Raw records
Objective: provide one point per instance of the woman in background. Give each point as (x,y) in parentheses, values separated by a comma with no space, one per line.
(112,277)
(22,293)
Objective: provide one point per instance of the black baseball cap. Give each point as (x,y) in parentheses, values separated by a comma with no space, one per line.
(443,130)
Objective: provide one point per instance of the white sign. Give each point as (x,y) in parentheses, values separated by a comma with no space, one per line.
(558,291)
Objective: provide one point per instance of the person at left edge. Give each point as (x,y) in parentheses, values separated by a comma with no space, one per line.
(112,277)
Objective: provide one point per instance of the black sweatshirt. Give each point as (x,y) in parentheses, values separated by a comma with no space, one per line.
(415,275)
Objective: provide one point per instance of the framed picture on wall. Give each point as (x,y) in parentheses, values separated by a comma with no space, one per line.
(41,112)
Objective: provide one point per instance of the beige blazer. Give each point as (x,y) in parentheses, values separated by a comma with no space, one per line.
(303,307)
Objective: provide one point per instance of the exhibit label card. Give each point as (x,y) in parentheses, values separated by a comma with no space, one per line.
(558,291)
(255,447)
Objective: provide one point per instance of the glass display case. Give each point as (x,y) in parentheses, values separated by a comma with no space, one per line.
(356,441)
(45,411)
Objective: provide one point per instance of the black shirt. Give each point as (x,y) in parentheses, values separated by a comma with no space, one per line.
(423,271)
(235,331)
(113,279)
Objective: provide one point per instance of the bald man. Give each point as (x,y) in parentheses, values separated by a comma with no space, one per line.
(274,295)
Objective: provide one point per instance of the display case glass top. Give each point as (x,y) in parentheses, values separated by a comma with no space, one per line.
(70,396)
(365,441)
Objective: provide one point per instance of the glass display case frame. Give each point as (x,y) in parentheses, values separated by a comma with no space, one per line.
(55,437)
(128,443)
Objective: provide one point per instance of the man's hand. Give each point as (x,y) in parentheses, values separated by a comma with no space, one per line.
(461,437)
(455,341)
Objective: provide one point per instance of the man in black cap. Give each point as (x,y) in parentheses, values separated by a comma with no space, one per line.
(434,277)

Problem to work on:
Retype every one of the records above word for word, keeping each line as it is.

Answer to the problem:
Objective: provide one point per instance of the woman in background. Give each point as (x,y) in parentheses, values separated by a comma with no space, one per line.
(112,277)
(22,293)
Objective: provide one point per instance of the black baseball cap. Give each point as (x,y) in parentheses, values separated by a comma with no space, one per line.
(443,130)
Objective: provide one point per instance of the white sign. Give each point as (x,y) in parentheses, values separated by a comma with no space, one per line.
(558,291)
Objective: provide one point per instance of the person at left edge. Give each point as (x,y) in parentheses, values separated by a comma with no space, one per line.
(112,277)
Objective: provide one point per instance of the black sweatshirt. Give each point as (x,y) in parentheses, values separated by a comma with no space, one per line.
(415,275)
Objective: provide one point per instance of the framed picture on wall. Give each point as (x,y) in parentheses, values separated by a comma with no space, one per line.
(41,112)
Objective: provide one point per instance of the beige blazer. Give each point as (x,y) in parentheses, values separated by a comma with no space, one per line.
(303,307)
Objective: provide one point per instance of the exhibit label card. Give each point as (x,y) in parentheses, values separated by a comma with no space, one per line.
(558,291)
(255,447)
Objective: provide one point per instance of the glass display case. Give each point as (x,y) in parentheses, values separated by a comma with no space, one per line.
(356,441)
(45,411)
Objective: provide one point per instance of the black shirt. Give each point as (x,y) in parentheses, values separated by a comma with no space, one per line.
(423,271)
(235,331)
(113,279)
Objective: provide one point per instance of the bald man. Give each point as (x,y) in parentheses, values separated by a comma with no space, one per line.
(274,295)
Objective: provide one point per instance of the display case glass top. Give each point as (x,y) in parentheses, values separated by a comma with no space, one per line.
(70,396)
(365,441)
Objective: provide one point per instance of the glass display case frame. Give each point as (x,y) in parentheses, values separated by a comma with no space, one per line.
(55,437)
(128,443)
Objective: provide one point per instance of the man's hand. Give each point as (x,y) in parentheses, values separated by a comma with no space, one per line.
(461,437)
(455,341)
Objective: provide one point per instance of the man in black cap. Give each point as (x,y) in parentheses, values separated by a comma with no space, one per line.
(434,277)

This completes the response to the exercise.